» EXERCISE DIRECTIONS: Without skipping anything, write out each record below exactly.
######
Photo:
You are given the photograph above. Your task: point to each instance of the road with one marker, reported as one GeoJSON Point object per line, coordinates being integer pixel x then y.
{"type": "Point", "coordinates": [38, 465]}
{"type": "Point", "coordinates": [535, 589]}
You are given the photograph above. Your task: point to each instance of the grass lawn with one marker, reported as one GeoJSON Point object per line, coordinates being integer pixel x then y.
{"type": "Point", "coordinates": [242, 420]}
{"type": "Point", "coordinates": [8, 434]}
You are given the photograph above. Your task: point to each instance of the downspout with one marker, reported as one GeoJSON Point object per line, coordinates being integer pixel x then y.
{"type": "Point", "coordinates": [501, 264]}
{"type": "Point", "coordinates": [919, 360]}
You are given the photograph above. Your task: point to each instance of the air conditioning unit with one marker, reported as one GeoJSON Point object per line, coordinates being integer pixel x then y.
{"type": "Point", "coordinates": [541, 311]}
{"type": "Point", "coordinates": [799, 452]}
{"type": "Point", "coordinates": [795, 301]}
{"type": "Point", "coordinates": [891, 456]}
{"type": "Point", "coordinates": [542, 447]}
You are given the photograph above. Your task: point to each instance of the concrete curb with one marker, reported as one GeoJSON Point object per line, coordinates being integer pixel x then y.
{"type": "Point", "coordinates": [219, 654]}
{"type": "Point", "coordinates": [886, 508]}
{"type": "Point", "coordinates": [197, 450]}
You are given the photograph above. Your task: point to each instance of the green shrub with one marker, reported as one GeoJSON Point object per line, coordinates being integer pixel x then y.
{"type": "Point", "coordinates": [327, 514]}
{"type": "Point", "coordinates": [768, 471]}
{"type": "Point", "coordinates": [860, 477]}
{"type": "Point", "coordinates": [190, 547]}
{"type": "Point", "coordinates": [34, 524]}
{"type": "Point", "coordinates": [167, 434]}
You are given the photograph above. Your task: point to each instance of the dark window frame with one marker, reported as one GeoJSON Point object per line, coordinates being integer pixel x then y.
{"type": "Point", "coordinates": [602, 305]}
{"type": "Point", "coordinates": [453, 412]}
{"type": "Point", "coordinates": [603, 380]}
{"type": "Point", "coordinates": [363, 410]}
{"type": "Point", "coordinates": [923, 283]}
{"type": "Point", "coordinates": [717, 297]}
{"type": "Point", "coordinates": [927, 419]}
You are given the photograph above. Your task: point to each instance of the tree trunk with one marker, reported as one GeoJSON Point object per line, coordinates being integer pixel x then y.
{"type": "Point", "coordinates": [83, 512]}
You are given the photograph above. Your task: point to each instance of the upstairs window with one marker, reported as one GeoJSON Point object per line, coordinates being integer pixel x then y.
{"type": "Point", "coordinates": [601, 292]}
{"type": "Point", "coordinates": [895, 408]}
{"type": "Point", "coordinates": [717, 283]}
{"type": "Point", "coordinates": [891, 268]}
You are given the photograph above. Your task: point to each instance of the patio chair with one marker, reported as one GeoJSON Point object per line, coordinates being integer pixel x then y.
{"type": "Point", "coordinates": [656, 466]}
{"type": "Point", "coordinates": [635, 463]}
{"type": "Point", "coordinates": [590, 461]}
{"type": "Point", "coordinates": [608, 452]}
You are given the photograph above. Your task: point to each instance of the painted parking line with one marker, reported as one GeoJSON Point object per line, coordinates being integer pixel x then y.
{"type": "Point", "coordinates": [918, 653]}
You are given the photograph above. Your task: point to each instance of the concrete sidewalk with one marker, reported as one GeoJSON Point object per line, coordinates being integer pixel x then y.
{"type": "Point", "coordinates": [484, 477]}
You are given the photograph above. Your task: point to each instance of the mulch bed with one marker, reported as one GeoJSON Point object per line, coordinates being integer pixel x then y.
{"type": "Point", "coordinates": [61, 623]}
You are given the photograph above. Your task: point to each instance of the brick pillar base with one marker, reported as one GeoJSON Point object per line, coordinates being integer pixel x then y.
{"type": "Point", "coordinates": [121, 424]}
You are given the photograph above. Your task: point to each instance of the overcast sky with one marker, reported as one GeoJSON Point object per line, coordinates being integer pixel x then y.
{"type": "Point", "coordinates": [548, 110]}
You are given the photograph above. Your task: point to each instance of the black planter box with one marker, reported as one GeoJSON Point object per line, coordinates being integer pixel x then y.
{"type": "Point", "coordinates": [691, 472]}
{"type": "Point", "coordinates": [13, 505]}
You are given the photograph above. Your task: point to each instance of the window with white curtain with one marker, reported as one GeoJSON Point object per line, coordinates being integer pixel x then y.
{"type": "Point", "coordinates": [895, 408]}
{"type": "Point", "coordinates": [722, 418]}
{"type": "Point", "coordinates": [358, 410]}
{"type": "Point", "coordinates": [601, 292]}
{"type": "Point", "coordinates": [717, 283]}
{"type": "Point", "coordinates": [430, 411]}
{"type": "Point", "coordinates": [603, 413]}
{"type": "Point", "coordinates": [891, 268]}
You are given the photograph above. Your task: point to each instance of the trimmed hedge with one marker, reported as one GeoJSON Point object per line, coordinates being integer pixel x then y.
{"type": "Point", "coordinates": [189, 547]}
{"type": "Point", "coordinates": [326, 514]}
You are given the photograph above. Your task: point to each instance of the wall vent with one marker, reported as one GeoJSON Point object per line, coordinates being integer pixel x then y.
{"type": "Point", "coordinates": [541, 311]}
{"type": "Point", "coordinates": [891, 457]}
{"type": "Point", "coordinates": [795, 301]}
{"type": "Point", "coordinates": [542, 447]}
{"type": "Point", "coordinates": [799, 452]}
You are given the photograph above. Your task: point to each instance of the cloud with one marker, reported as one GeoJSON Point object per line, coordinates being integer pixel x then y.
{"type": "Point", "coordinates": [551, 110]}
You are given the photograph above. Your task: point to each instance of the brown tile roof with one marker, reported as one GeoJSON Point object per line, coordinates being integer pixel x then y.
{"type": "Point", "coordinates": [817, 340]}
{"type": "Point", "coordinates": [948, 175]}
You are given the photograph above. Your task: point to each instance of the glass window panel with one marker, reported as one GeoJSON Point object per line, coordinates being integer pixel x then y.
######
» RESULT BELOW:
Photo:
You are given the photograph above. Your task: point to each instance of the road with one marker, reported as one GeoJSON Point object per line, coordinates being integer pixel x then y.
{"type": "Point", "coordinates": [38, 465]}
{"type": "Point", "coordinates": [535, 589]}
You are given the photograph above. Your task: point to each instance of the grass lawn with one marker, reported as one GeoJSON Point object per line, coordinates being integer pixel x then y.
{"type": "Point", "coordinates": [242, 420]}
{"type": "Point", "coordinates": [8, 434]}
You are given the photograph above. Your task: point to each instance of the downspout with one marker, reported as one GeoJSON Point object per line, coordinates being integer pixel x then y.
{"type": "Point", "coordinates": [501, 264]}
{"type": "Point", "coordinates": [919, 360]}
You are given the photograph above. Your task: point to each instance of the air conditioning unit with one marker, reported as one GeoJSON Point object per line, coordinates being integer pixel x then y.
{"type": "Point", "coordinates": [541, 311]}
{"type": "Point", "coordinates": [799, 452]}
{"type": "Point", "coordinates": [795, 301]}
{"type": "Point", "coordinates": [891, 456]}
{"type": "Point", "coordinates": [542, 447]}
You are given the photograph above. Your task: point to each instance of the concrete curb with one marker, reported as one GeoJSON Point object per line, coordinates being integer pixel x then y.
{"type": "Point", "coordinates": [219, 654]}
{"type": "Point", "coordinates": [886, 508]}
{"type": "Point", "coordinates": [197, 450]}
You are given the photograph above. Your task: point to each instance of the green shrub with one marker, reported as one GeoJSON Point object per line, coordinates being integer pixel x then y.
{"type": "Point", "coordinates": [327, 514]}
{"type": "Point", "coordinates": [768, 471]}
{"type": "Point", "coordinates": [860, 477]}
{"type": "Point", "coordinates": [190, 547]}
{"type": "Point", "coordinates": [34, 524]}
{"type": "Point", "coordinates": [167, 434]}
You are given the photograph above. Your task: point to each instance of the dark window frame with one marker, reported as one GeoJSON Point object per line, coordinates being integer pixel x then y.
{"type": "Point", "coordinates": [602, 305]}
{"type": "Point", "coordinates": [453, 412]}
{"type": "Point", "coordinates": [603, 380]}
{"type": "Point", "coordinates": [363, 410]}
{"type": "Point", "coordinates": [923, 283]}
{"type": "Point", "coordinates": [717, 297]}
{"type": "Point", "coordinates": [927, 419]}
You are given the photograph above. Your task: point to each instance of the tree trunk with one marker, reported as one GeoJSON Point object per line, coordinates being integer pixel x then y.
{"type": "Point", "coordinates": [83, 512]}
You are given the photograph above. Your task: point to each instance of the upstairs window with one marker, reported as one GeoJSON Point object per line, coordinates being integer pixel x then y.
{"type": "Point", "coordinates": [601, 292]}
{"type": "Point", "coordinates": [895, 408]}
{"type": "Point", "coordinates": [717, 283]}
{"type": "Point", "coordinates": [891, 268]}
You are given the photograph above. Your task: point to each instance of the patio chair with one marker, reported as one GeoJSON Point object per line, coordinates being integer pixel x then y.
{"type": "Point", "coordinates": [656, 466]}
{"type": "Point", "coordinates": [635, 463]}
{"type": "Point", "coordinates": [590, 461]}
{"type": "Point", "coordinates": [608, 452]}
You are given the photograph above. Your task: point to each instance of the painted parking line with one marker, reported as one GeoJSON Point object per line, coordinates being integer pixel x then y.
{"type": "Point", "coordinates": [918, 653]}
You are given the photograph above. Your task: point to each instance of the concrete sidewalk with one marker, reported as one GeoJSON Point object per line, coordinates being integer pixel x then y.
{"type": "Point", "coordinates": [484, 477]}
You are given the photograph above. Your task: point to each instance of the mulch bed with one marker, reported as one GeoJSON Point object per line, coordinates being integer pixel x then y.
{"type": "Point", "coordinates": [61, 623]}
You are given the photograph above. Your task: point to each instance of the brick pillar base with one marker, reported as one GeoJSON Point object per line, coordinates being integer pixel x then y.
{"type": "Point", "coordinates": [121, 424]}
You are given the photograph above. Your task: point to each instance of the overcast sky with one marker, reported as one GeoJSON Point object per line, coordinates being integer pixel x then y.
{"type": "Point", "coordinates": [548, 110]}
You are given the photograph above. Your task: point to each instance of the black planter box with one marker, reported as one GeoJSON Point object per line, coordinates being integer pixel x then y.
{"type": "Point", "coordinates": [691, 472]}
{"type": "Point", "coordinates": [13, 505]}
You are given the photograph above. Your task: point to each instance of the window with white curtain with one marker, reported as one GeoJSON Point object per line, coordinates being integer pixel x then y.
{"type": "Point", "coordinates": [895, 408]}
{"type": "Point", "coordinates": [722, 418]}
{"type": "Point", "coordinates": [358, 410]}
{"type": "Point", "coordinates": [601, 292]}
{"type": "Point", "coordinates": [717, 283]}
{"type": "Point", "coordinates": [430, 411]}
{"type": "Point", "coordinates": [603, 413]}
{"type": "Point", "coordinates": [891, 268]}
You are given the photograph above. Your task: point to each instance of the trimmed hedge with one marker, reported as one GeoJSON Point object per line, coordinates being integer pixel x then y.
{"type": "Point", "coordinates": [189, 547]}
{"type": "Point", "coordinates": [326, 514]}
You are given the photograph above. Your task: point to each instance of the wall vent with one marker, reported as one GeoJSON Point object per line, coordinates being integer pixel x then y.
{"type": "Point", "coordinates": [541, 311]}
{"type": "Point", "coordinates": [891, 457]}
{"type": "Point", "coordinates": [795, 301]}
{"type": "Point", "coordinates": [542, 447]}
{"type": "Point", "coordinates": [799, 452]}
You are given the photograph above. Your task: point to each instance of the cloud with one marker, reported as one GeoJSON Point object per line, coordinates being integer pixel x then y.
{"type": "Point", "coordinates": [551, 110]}
You are given the photograph above. Your task: point to each instance of the brown tile roof with one marker, reported as one GeoJSON Point object per line, coordinates being integer pixel x then y.
{"type": "Point", "coordinates": [817, 340]}
{"type": "Point", "coordinates": [948, 175]}
You are given the photograph above. Your task: point to each instance of the glass window panel with one marker, reported as one GeoJSON Point object per line, coordinates being integer pixel x then y.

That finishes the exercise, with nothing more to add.